• _TASK TO CARRY OUT_
All of the entries must appear again exactly as written.
[[ ENTRIES SUPPLIED, beginning ]]
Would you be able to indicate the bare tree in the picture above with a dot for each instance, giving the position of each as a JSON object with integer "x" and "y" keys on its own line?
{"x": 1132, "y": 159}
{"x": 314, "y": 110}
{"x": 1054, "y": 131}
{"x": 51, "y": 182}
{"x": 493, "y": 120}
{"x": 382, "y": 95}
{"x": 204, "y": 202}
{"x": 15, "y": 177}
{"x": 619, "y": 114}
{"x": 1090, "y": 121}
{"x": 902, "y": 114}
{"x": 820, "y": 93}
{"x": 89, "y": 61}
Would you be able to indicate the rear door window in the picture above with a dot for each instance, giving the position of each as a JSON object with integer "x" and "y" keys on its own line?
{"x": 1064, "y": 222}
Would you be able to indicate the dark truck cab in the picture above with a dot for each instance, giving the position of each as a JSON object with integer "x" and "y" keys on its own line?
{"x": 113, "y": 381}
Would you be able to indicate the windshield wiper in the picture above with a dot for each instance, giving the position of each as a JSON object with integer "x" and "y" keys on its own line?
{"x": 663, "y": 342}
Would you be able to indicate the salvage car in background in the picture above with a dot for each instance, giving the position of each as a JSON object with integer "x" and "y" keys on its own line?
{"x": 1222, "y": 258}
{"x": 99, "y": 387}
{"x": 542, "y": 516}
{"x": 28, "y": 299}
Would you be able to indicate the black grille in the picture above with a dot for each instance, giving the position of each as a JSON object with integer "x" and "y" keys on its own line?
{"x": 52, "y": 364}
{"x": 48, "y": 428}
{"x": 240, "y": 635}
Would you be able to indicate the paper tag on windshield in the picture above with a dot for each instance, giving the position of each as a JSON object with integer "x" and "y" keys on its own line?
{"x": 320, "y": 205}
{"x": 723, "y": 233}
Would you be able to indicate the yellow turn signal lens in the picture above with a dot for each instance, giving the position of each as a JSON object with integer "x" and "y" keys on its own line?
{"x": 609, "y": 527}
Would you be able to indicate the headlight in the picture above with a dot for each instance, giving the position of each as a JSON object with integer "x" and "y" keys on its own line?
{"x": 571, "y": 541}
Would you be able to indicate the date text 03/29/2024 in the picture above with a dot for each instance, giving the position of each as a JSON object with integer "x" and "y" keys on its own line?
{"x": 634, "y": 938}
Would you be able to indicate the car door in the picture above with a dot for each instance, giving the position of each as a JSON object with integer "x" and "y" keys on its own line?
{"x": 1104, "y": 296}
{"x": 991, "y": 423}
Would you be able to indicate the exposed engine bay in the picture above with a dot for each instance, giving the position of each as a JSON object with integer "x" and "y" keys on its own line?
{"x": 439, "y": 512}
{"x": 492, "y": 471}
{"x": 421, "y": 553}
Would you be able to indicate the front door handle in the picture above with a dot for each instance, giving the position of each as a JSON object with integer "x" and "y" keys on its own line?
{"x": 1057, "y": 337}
[[ ENTRIES SUPPLIED, end ]]
• _RESULT OF THIS TASK_
Would you be able to indicate the bare tree in the picture above with a dot for each instance, giving the position of each as a JSON object with integer "x" and "y" keys on its own line?
{"x": 1132, "y": 159}
{"x": 314, "y": 110}
{"x": 1054, "y": 131}
{"x": 51, "y": 182}
{"x": 493, "y": 120}
{"x": 382, "y": 95}
{"x": 204, "y": 202}
{"x": 15, "y": 177}
{"x": 619, "y": 114}
{"x": 1090, "y": 121}
{"x": 902, "y": 114}
{"x": 820, "y": 93}
{"x": 89, "y": 61}
Would you be able to indicate the rear door window in the picture above with a dot for each instance, giving the position of each as a JSON object with integer "x" and "y" keys on its own line?
{"x": 1064, "y": 222}
Would you be able to indicate the dark truck cab in the picture above with a dot for each instance, giving the position of each as a JSON object with integer "x" and "y" keys on its own line?
{"x": 113, "y": 381}
Would you be able to indicate the windshield wiper in the picture above with a dot for each instance, giving the position of each as a JSON object with integer "x" and "y" keys on its own line?
{"x": 663, "y": 342}
Would you be able to indicate the salvage car in background in the picture above with a dot for each instance, giving the position of each as a JSON object with integer "x" and "y" keys on its own line?
{"x": 1222, "y": 258}
{"x": 99, "y": 387}
{"x": 542, "y": 516}
{"x": 28, "y": 299}
Would you be able to indicate the black grille in the picture above with a dot for each instance, giving the position of each as a JSON object with integer "x" and "y" keys on its own line?
{"x": 52, "y": 364}
{"x": 48, "y": 428}
{"x": 240, "y": 635}
Would you be able to indicate the paper tag on windshield in the picture above with a dot for each instance, giving the position of each as a JSON object with integer "x" and "y" keys on its own line?
{"x": 320, "y": 205}
{"x": 723, "y": 233}
Would you be able to indicate the yellow turn signal lens in the picture above with a dot for each instance, giving the position of each as a JSON object with integer "x" and "y" keys on its own line?
{"x": 609, "y": 527}
Would you be able to indicate the headlight in the picture above with a dot for each instance, giving the position of each as a JSON object with integer "x" and "y" keys on its own line?
{"x": 571, "y": 541}
Would you be able to indicate the date text 03/29/2024 in the picture above with a dot for each instance, giving the position of each as a JSON object with integer "x" and "y" keys on its own line?
{"x": 634, "y": 938}
Would you be able to indicate the car door in the picture above with a dot for each instance, giving the position of each as a JSON object with integer "x" and "y" keys on its own line?
{"x": 1104, "y": 296}
{"x": 991, "y": 423}
Would you be able to indicate the exposed engine bay in the picture above with a dot for each instance, giving the position of each as a JSON object with integer "x" and "y" keys on its own line?
{"x": 439, "y": 512}
{"x": 492, "y": 471}
{"x": 421, "y": 553}
Would you be able to indicate the front door handle in the picture above with a dot for each instance, giving the position of each as a JSON object with integer "x" and "y" keys on its own line?
{"x": 1057, "y": 337}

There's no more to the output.